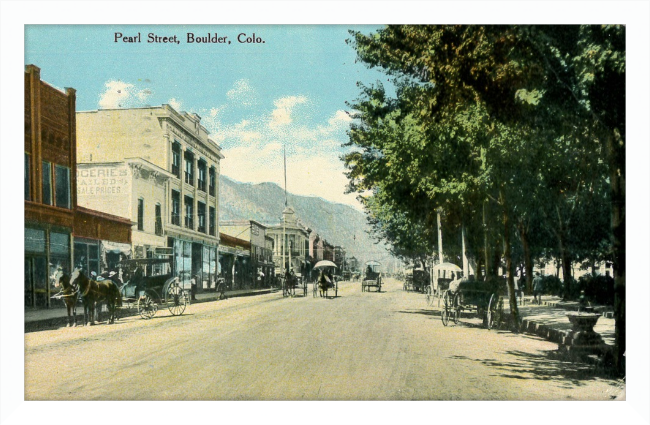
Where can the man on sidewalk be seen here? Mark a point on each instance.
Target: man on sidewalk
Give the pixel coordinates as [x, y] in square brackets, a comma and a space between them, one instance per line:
[537, 289]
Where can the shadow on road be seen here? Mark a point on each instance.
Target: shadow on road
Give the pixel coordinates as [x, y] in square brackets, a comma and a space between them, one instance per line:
[550, 365]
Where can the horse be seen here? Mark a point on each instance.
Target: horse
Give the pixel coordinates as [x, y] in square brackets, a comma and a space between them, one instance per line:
[93, 292]
[68, 294]
[324, 284]
[290, 284]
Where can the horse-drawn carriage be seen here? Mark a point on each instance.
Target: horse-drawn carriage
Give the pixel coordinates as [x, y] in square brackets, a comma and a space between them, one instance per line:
[483, 297]
[326, 280]
[146, 293]
[442, 275]
[416, 280]
[292, 281]
[372, 277]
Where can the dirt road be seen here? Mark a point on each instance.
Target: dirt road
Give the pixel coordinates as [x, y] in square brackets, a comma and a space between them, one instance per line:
[358, 346]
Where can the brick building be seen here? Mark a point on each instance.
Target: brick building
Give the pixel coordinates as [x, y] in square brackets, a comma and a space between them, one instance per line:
[53, 223]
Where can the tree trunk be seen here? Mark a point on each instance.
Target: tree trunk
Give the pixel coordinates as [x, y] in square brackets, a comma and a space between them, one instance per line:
[566, 266]
[528, 263]
[486, 244]
[616, 148]
[512, 296]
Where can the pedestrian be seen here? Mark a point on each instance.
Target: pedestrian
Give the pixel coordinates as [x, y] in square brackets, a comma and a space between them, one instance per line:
[193, 284]
[538, 287]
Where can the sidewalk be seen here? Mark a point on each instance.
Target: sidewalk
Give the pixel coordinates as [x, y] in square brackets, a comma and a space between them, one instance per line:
[56, 317]
[550, 321]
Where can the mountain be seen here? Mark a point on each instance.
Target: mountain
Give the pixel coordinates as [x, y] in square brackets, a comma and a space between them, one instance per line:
[264, 202]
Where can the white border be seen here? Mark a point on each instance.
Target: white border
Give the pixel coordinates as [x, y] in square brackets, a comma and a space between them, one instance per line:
[16, 14]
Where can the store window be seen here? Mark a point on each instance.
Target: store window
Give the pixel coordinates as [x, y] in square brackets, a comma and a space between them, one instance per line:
[34, 240]
[47, 183]
[176, 208]
[62, 186]
[86, 256]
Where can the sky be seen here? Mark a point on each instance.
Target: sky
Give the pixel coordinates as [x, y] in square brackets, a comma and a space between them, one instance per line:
[286, 90]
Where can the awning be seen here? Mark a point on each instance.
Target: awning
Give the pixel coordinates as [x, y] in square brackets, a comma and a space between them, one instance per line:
[116, 248]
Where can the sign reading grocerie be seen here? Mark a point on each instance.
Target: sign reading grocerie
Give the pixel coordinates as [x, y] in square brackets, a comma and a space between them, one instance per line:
[105, 187]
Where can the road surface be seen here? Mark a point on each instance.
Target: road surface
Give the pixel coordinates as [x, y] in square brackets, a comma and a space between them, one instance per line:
[358, 346]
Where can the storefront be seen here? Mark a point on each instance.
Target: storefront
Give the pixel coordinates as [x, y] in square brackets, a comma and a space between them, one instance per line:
[46, 250]
[193, 258]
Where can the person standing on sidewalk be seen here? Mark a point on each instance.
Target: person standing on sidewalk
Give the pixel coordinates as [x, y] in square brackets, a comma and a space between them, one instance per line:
[193, 284]
[537, 289]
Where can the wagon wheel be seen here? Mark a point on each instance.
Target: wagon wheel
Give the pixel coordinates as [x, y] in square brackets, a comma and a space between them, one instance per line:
[176, 299]
[147, 308]
[445, 310]
[429, 295]
[457, 308]
[221, 291]
[494, 311]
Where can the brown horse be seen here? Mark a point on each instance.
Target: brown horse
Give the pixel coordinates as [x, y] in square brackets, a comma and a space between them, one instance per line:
[93, 292]
[68, 294]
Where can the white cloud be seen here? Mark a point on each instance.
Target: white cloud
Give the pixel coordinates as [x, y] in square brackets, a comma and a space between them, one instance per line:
[340, 119]
[176, 104]
[242, 94]
[120, 94]
[281, 115]
[254, 146]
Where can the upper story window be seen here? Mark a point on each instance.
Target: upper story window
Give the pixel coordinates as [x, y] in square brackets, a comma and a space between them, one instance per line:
[62, 186]
[140, 214]
[176, 208]
[189, 168]
[189, 212]
[213, 181]
[27, 182]
[158, 220]
[200, 206]
[202, 168]
[47, 183]
[213, 220]
[176, 159]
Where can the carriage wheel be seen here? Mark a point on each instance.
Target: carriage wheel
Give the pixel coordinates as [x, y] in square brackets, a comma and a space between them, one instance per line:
[221, 291]
[445, 310]
[429, 295]
[146, 307]
[457, 308]
[494, 311]
[176, 299]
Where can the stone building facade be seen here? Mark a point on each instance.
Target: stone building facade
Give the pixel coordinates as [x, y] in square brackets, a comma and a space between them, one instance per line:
[176, 154]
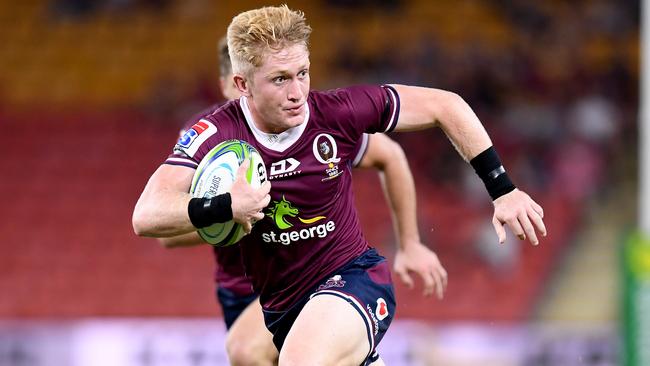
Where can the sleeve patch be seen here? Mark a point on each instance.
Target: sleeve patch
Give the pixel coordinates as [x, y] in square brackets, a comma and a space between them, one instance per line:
[192, 139]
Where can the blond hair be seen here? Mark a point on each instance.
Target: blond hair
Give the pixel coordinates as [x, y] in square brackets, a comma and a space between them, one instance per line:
[253, 33]
[225, 67]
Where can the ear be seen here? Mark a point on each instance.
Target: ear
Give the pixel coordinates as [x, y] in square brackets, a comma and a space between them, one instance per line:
[222, 83]
[242, 85]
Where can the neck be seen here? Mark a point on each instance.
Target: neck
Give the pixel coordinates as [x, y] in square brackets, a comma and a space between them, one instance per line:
[259, 121]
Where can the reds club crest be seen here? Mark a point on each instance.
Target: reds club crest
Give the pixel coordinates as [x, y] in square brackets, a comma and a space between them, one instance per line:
[326, 152]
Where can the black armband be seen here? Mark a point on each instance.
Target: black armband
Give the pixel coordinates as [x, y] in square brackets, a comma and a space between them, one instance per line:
[204, 212]
[488, 167]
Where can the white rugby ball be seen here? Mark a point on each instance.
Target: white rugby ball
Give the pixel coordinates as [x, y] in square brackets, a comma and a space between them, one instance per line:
[216, 174]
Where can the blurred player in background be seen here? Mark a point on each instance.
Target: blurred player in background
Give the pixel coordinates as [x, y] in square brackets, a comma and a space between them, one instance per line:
[249, 342]
[327, 296]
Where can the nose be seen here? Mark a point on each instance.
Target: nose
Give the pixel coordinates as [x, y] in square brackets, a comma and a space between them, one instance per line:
[294, 92]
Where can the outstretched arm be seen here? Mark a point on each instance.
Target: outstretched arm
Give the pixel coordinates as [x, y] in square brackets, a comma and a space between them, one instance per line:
[425, 107]
[165, 209]
[412, 255]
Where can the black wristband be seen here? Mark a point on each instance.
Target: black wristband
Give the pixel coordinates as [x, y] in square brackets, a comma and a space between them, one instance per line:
[204, 212]
[488, 167]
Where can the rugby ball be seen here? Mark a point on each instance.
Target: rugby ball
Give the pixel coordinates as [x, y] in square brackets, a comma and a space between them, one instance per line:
[216, 174]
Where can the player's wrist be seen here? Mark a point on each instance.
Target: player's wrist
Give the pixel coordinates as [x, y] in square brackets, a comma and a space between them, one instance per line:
[204, 212]
[488, 167]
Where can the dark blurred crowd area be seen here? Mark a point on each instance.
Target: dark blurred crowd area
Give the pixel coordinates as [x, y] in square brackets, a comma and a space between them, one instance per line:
[554, 82]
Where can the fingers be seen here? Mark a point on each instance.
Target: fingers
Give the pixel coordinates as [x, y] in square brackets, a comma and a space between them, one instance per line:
[498, 227]
[405, 277]
[266, 200]
[536, 218]
[516, 228]
[266, 187]
[241, 171]
[538, 209]
[429, 282]
[528, 228]
[247, 226]
[440, 277]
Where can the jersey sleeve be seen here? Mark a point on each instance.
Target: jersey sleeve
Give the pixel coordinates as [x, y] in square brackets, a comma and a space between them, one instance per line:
[360, 150]
[373, 108]
[193, 145]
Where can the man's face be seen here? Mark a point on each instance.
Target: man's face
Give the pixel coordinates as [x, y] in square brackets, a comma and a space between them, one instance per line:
[278, 89]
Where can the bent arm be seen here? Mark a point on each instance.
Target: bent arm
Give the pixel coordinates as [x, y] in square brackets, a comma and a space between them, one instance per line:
[161, 210]
[427, 107]
[185, 240]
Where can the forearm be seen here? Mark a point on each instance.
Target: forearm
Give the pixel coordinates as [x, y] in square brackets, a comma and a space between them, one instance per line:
[162, 209]
[399, 190]
[164, 216]
[185, 240]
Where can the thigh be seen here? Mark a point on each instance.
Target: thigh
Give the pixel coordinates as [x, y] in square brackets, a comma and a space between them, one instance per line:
[328, 331]
[249, 334]
[233, 305]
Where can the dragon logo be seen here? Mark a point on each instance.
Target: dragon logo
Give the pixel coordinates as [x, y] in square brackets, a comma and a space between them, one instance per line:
[283, 208]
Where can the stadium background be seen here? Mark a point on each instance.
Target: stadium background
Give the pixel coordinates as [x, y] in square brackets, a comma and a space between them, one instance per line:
[92, 94]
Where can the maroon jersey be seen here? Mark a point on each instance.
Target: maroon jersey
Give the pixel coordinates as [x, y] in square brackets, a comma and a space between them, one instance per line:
[311, 226]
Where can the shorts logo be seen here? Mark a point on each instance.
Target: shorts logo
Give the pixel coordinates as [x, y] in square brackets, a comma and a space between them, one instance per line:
[334, 281]
[382, 309]
[191, 134]
[326, 151]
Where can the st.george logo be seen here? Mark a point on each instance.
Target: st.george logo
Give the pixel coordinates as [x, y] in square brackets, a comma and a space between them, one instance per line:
[283, 208]
[283, 212]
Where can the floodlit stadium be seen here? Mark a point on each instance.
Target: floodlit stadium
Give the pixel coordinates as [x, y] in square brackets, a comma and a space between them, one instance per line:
[92, 97]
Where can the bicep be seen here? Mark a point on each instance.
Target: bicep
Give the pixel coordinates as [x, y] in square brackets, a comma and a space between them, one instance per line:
[381, 149]
[420, 107]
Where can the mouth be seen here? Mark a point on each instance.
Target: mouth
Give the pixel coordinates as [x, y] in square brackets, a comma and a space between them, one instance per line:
[295, 110]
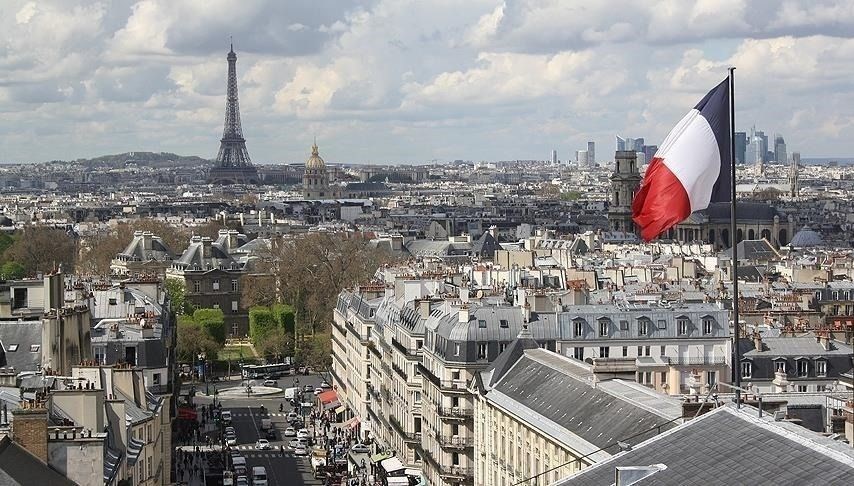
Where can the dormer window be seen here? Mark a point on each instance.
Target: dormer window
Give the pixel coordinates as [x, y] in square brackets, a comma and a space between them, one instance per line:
[820, 367]
[803, 367]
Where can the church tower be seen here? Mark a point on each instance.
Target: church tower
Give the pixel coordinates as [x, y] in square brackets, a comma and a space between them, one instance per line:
[315, 181]
[624, 183]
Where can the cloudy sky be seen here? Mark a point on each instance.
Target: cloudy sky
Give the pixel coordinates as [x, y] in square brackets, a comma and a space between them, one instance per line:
[413, 81]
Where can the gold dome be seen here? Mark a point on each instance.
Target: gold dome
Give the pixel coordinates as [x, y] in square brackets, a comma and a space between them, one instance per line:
[315, 162]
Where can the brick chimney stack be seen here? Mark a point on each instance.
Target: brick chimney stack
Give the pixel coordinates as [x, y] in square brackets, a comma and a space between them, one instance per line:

-.-.-

To be done
Put everything from the line containing "Where can the brick chimney" down to the last line above into a numbered list, leaving out any blank lines.

Correct result
1. Where can the brick chimney stack be seen here? Mark a point on each instance.
2. Target: brick chimney stack
3. Give the pixel coordinates as [x, y] in square brackets, a comma and a space between them, one instance per line:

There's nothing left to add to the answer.